Task
The lines to be set down run from the line containing "Could you point at the gray limestone" through the final line of the data below; print them exactly and print nothing else.

Records from a collection
= = = =

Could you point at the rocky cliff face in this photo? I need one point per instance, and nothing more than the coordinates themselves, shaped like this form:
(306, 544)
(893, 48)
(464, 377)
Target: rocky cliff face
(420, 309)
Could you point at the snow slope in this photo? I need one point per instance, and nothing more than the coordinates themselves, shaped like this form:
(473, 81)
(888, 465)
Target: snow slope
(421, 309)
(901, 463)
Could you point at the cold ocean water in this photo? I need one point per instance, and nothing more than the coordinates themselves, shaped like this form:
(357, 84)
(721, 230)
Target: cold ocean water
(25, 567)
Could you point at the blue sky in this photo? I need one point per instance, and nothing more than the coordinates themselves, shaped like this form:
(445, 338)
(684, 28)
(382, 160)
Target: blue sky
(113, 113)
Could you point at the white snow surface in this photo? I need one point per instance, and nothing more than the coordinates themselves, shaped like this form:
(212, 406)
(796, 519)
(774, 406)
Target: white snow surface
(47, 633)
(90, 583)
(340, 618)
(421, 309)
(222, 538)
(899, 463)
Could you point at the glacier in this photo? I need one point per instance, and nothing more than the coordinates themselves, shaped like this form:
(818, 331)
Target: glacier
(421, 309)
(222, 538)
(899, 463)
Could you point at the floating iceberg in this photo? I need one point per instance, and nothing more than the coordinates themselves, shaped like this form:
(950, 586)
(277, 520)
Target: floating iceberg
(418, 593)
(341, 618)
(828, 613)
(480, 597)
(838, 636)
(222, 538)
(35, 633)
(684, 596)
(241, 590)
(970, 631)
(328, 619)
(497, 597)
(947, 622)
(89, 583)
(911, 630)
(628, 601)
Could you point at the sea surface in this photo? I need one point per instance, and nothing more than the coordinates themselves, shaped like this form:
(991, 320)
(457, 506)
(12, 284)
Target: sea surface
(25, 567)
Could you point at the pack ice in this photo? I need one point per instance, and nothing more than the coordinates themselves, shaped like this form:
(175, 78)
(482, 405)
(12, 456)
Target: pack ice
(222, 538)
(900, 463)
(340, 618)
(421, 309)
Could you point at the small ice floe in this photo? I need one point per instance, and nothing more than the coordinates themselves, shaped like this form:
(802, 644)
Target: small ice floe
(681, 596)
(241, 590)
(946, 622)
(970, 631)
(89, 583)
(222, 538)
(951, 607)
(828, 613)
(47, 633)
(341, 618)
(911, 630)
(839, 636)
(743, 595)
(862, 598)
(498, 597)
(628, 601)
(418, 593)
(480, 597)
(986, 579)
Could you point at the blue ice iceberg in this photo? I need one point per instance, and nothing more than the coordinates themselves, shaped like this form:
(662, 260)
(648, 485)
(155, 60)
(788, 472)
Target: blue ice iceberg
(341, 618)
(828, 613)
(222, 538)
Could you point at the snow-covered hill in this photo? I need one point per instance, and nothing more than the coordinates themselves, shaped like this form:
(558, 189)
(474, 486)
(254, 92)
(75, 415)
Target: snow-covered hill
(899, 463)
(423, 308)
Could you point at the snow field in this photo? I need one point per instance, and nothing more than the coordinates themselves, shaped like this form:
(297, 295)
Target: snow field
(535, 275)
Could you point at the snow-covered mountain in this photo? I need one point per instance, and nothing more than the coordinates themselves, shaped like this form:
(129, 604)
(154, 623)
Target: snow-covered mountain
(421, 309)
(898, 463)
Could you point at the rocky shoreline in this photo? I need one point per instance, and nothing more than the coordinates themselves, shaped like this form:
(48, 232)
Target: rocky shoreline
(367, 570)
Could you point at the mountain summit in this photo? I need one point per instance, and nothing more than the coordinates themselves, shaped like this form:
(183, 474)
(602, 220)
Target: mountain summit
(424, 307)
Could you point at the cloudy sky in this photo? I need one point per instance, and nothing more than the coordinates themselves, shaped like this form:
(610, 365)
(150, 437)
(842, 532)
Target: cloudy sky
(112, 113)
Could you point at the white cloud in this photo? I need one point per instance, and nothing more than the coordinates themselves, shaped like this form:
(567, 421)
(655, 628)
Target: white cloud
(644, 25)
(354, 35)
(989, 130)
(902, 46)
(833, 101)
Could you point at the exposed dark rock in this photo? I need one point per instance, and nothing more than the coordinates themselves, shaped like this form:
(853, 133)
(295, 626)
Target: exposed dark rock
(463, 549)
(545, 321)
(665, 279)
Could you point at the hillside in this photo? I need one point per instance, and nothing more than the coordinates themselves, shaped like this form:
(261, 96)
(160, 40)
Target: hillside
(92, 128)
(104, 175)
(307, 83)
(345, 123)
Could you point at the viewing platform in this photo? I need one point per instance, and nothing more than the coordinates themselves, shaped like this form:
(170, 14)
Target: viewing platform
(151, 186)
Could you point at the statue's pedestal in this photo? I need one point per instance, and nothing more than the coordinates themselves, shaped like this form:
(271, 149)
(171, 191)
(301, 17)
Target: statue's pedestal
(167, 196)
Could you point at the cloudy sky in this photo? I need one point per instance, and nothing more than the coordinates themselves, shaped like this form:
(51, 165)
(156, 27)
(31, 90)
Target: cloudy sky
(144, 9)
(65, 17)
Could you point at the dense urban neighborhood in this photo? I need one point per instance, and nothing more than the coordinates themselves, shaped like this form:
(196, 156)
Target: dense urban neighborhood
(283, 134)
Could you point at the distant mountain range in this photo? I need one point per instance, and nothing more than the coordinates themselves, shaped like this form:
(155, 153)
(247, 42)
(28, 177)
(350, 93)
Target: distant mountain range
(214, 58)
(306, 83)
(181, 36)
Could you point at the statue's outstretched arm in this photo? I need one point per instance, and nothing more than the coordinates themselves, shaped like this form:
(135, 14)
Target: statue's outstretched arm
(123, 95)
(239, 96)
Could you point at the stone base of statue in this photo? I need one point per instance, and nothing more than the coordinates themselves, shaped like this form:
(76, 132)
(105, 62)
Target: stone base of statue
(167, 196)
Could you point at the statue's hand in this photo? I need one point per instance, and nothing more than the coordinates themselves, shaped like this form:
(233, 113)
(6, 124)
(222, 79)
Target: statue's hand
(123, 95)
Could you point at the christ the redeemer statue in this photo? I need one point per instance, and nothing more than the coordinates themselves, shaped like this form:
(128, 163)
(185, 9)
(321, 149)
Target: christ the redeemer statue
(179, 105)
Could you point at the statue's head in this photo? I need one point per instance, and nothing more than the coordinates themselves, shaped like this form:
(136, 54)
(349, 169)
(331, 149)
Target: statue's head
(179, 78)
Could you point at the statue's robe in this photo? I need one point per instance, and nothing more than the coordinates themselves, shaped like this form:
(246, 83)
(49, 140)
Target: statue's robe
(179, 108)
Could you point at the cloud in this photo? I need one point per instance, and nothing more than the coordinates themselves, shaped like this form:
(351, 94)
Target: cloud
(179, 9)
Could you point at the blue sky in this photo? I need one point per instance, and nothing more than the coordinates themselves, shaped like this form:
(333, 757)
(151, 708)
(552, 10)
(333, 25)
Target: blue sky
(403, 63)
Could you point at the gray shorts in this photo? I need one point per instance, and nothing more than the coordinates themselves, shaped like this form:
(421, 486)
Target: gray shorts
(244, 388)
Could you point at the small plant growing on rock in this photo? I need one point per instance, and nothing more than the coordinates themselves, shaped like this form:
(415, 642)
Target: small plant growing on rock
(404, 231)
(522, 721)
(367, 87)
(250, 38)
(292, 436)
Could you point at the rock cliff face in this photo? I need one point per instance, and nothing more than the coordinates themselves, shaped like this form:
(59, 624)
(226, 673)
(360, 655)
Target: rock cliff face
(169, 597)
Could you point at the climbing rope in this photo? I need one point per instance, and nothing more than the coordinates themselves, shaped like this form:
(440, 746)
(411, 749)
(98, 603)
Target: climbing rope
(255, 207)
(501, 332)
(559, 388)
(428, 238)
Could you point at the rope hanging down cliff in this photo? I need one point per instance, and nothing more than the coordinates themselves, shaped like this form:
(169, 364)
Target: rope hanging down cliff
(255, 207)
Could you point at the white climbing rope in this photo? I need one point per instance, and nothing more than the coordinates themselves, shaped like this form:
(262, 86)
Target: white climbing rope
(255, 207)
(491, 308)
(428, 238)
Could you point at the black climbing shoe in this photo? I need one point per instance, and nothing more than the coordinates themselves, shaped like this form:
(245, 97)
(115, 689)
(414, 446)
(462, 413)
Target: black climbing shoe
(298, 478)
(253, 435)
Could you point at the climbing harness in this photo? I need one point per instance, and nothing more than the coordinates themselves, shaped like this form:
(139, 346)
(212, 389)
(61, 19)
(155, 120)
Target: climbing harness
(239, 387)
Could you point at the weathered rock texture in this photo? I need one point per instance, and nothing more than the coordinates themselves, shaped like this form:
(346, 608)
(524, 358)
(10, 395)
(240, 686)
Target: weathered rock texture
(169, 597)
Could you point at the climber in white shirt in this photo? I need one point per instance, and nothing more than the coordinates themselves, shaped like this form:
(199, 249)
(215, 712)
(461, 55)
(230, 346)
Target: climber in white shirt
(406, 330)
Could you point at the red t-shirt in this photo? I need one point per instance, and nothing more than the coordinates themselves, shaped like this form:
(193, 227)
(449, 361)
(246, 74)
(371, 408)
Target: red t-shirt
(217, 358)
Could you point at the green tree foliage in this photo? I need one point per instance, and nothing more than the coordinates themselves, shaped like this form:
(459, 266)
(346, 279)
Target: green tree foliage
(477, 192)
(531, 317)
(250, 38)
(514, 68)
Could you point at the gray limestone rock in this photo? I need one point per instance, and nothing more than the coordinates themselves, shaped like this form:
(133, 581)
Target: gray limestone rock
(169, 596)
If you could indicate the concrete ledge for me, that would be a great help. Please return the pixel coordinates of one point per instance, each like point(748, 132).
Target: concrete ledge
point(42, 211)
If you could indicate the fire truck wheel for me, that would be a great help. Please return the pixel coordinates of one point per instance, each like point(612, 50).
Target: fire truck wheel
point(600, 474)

= = = =

In response
Could you point at the gray limestone rock in this photo? I need one point per instance, and nothing more than the coordinates themselves, shaped like this form:
(133, 581)
Target: gray limestone rock
(169, 596)
If you could indicate the concrete ledge for me, that would be a great help. Please return the pixel coordinates of one point per instance, each like point(748, 132).
Target: concrete ledge
point(42, 211)
If you could indicate the fire truck wheel for me, that would be a great help. Please return the pixel coordinates of one point per instance, each like point(612, 50).
Target: fire truck wheel
point(600, 474)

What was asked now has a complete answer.